## Records from a data collection
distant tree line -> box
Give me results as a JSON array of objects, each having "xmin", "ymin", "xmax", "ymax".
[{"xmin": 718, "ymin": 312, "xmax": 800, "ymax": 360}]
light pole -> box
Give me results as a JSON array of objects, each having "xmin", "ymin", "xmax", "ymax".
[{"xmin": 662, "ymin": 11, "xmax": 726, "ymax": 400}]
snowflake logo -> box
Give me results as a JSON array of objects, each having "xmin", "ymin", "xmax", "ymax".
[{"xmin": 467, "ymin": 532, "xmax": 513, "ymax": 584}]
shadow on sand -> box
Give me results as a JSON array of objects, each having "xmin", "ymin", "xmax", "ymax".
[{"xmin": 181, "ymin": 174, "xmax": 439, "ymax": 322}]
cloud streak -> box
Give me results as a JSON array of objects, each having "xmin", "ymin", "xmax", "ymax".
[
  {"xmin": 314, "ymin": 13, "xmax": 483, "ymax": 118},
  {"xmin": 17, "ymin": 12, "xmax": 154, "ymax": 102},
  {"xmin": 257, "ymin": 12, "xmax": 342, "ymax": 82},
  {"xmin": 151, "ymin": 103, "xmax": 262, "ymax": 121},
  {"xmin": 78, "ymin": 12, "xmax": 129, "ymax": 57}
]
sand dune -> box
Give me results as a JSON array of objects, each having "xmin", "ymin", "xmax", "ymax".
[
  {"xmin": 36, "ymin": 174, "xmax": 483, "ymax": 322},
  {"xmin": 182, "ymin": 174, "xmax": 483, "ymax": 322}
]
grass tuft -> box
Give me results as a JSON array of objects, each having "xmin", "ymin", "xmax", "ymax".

## EXERCISE DIRECTIONS
Every record should be printed again exactly as it reads.

## EXERCISE OUTPUT
distant tree line -> box
Give me results as a JSON array of objects, each having "xmin", "ymin", "xmax", "ymax".
[{"xmin": 718, "ymin": 312, "xmax": 800, "ymax": 360}]
light pole -> box
Give me results as a JSON array of objects, each having "xmin", "ymin", "xmax", "ymax".
[{"xmin": 662, "ymin": 11, "xmax": 726, "ymax": 400}]
snowflake logo -> box
Give me results as a JSON array of objects, each having "xmin", "ymin", "xmax", "ymax".
[{"xmin": 467, "ymin": 532, "xmax": 513, "ymax": 584}]
shadow on sand -> box
Give me results as a JSON array of objects, each having "xmin", "ymin", "xmax", "ymax".
[{"xmin": 181, "ymin": 174, "xmax": 439, "ymax": 322}]
cloud streak -> box
Give me results as a JSON array of objects, each having "xmin", "ymin", "xmax", "ymax".
[
  {"xmin": 314, "ymin": 13, "xmax": 483, "ymax": 118},
  {"xmin": 17, "ymin": 12, "xmax": 154, "ymax": 102},
  {"xmin": 257, "ymin": 12, "xmax": 342, "ymax": 82},
  {"xmin": 151, "ymin": 103, "xmax": 262, "ymax": 121},
  {"xmin": 78, "ymin": 12, "xmax": 129, "ymax": 57}
]
sand dune -> box
Give me results as a JSON array of objects, each having "xmin", "ymin", "xmax", "ymax".
[
  {"xmin": 36, "ymin": 174, "xmax": 483, "ymax": 322},
  {"xmin": 182, "ymin": 174, "xmax": 483, "ymax": 322}
]
grass tuft -> box
Give me results as a JSON array of objects, each having "xmin", "ymin", "xmax", "ymax".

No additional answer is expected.